-- Start Material provided --

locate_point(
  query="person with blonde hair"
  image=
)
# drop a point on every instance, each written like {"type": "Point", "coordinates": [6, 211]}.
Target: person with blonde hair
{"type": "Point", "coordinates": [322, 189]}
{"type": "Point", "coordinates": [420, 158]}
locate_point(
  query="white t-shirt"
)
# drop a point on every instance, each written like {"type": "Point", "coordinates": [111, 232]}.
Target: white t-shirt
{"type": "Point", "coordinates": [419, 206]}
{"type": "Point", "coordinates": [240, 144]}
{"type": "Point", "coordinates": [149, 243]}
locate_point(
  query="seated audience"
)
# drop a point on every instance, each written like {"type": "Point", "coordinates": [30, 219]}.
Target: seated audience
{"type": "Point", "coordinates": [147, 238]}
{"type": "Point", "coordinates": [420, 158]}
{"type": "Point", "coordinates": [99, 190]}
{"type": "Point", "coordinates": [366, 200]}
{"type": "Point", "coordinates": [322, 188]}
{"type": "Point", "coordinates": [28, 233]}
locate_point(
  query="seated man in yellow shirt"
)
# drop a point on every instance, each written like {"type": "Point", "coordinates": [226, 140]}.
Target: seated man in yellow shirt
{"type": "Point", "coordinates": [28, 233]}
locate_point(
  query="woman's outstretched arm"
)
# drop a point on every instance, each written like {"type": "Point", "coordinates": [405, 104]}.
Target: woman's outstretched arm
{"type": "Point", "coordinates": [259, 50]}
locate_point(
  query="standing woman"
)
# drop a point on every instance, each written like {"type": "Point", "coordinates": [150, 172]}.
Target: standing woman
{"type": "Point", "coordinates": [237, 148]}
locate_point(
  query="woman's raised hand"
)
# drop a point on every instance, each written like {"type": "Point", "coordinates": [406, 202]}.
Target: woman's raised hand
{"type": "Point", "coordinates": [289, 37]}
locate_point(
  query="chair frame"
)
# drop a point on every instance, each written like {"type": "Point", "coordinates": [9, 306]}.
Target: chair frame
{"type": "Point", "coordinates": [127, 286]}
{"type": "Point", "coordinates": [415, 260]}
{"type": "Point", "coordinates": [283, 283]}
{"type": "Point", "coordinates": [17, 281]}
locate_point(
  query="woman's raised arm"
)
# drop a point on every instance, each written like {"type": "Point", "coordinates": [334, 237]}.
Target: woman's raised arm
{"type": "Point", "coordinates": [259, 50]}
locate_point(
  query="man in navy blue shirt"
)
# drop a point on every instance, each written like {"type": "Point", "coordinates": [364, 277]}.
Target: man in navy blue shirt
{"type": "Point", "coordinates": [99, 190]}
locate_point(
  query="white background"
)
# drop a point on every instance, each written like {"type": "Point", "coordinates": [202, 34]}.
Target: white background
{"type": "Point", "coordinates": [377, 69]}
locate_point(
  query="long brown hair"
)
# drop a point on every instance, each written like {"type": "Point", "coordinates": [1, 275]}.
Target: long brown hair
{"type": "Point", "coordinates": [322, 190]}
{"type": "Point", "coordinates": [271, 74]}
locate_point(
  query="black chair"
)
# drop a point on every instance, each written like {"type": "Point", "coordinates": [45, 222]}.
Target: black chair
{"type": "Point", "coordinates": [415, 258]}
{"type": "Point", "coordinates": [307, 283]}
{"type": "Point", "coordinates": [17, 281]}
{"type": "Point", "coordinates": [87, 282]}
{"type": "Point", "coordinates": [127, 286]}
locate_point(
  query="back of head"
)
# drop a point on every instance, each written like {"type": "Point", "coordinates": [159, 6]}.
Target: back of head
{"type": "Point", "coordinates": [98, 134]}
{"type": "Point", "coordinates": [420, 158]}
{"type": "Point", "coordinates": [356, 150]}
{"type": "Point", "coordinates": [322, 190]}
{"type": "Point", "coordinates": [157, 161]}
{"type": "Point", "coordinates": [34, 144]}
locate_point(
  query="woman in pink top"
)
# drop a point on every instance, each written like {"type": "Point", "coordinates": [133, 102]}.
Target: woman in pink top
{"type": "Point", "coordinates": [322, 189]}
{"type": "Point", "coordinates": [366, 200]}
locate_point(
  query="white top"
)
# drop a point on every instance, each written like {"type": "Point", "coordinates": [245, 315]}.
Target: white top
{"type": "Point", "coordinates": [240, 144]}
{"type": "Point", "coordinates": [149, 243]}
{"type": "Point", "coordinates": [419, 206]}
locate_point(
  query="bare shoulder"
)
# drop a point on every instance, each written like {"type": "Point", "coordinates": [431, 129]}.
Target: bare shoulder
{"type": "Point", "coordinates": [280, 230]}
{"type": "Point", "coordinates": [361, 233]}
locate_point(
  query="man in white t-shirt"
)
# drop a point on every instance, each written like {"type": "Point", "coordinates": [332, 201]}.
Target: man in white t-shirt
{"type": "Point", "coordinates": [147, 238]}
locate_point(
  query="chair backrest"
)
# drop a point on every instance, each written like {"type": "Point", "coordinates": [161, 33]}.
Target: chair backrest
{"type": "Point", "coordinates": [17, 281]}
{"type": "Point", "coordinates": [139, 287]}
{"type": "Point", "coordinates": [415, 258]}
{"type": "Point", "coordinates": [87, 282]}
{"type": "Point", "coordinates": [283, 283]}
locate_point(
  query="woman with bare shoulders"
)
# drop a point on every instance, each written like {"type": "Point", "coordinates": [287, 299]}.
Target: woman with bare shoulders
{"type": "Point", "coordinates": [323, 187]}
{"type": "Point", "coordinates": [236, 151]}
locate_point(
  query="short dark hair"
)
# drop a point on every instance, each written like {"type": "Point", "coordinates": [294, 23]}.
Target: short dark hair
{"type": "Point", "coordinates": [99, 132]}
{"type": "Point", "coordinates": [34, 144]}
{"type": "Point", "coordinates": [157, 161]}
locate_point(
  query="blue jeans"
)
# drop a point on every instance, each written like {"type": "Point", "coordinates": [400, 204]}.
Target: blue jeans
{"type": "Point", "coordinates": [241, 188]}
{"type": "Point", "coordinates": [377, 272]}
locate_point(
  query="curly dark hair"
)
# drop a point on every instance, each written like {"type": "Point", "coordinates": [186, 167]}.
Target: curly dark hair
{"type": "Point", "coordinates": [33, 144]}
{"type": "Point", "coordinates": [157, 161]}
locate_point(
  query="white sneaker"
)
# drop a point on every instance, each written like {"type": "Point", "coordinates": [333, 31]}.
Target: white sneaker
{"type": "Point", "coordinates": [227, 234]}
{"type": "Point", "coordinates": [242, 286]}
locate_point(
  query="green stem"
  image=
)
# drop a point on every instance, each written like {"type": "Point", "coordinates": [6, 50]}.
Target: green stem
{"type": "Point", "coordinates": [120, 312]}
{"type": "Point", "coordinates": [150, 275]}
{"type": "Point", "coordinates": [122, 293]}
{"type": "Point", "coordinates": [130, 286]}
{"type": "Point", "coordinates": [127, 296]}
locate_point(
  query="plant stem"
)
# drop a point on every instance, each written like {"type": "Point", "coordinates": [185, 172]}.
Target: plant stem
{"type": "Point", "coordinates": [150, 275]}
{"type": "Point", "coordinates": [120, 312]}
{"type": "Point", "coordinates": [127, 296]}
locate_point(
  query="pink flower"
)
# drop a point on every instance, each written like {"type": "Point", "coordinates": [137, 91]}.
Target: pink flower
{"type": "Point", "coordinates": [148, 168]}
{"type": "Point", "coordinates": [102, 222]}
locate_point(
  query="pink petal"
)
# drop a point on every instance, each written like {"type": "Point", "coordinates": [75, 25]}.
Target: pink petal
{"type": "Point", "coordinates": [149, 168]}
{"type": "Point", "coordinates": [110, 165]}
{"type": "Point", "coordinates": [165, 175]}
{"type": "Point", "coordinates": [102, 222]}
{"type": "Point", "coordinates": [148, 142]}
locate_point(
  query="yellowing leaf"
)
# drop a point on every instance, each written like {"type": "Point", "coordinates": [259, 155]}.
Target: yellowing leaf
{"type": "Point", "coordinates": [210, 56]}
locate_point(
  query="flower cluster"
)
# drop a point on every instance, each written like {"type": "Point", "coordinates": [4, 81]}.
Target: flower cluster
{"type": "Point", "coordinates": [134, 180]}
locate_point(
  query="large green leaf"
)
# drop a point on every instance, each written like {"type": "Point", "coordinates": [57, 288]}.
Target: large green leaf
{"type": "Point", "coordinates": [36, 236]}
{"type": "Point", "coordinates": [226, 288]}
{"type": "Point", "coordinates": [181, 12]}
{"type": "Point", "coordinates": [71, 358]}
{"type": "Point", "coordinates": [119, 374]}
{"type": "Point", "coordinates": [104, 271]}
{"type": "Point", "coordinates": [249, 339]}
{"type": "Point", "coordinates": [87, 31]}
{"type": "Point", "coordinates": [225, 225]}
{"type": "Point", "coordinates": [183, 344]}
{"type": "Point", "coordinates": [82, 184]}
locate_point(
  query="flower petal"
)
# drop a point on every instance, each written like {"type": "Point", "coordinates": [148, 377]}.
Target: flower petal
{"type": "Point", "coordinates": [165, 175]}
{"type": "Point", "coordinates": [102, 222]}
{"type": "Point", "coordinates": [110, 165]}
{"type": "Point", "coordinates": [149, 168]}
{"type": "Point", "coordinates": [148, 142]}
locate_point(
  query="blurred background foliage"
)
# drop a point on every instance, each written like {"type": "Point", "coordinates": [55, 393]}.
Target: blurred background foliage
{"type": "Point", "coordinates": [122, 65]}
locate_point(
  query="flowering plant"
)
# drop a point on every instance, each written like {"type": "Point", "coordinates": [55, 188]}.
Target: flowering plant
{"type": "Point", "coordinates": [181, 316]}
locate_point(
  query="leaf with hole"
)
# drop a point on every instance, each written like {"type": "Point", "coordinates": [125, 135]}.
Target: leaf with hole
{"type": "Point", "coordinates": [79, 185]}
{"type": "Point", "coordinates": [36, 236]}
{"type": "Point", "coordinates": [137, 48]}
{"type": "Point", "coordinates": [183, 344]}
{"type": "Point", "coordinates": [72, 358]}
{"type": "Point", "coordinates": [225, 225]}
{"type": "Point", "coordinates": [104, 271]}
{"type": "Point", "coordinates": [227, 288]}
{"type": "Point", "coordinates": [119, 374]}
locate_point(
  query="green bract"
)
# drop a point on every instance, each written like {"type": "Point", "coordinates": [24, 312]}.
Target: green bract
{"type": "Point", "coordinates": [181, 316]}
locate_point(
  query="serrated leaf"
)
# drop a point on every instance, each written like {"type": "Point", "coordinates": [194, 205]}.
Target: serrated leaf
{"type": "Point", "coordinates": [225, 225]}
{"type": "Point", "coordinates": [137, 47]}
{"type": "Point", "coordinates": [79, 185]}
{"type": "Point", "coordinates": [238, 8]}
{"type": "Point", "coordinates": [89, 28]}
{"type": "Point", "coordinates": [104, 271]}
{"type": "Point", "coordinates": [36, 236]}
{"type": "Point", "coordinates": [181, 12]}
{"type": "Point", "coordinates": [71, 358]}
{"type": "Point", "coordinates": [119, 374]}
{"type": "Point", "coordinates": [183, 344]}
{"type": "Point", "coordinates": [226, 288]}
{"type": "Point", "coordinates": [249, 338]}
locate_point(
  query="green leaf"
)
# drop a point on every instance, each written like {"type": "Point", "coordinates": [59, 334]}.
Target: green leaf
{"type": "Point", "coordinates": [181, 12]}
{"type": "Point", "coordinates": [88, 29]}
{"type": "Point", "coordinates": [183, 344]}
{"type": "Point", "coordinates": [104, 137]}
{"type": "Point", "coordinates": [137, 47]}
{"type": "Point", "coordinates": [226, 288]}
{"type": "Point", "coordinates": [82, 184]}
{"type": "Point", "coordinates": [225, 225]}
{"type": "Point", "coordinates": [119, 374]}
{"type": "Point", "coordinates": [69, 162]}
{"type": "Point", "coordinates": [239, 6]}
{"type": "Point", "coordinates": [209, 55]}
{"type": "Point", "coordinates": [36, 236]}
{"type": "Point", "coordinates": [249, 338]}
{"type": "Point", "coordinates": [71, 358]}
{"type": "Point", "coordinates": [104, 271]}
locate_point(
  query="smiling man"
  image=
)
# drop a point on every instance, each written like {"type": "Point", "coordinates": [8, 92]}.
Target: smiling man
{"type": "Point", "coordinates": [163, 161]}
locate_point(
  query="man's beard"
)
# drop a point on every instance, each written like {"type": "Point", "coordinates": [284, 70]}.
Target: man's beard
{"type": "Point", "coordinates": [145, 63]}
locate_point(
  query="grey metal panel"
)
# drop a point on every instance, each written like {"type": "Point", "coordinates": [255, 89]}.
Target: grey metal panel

-- End Material provided --

Challenge
Count the lines in the material above that contain the string "pink", with case counting. Reply with the number alone.

Result of this exercise
6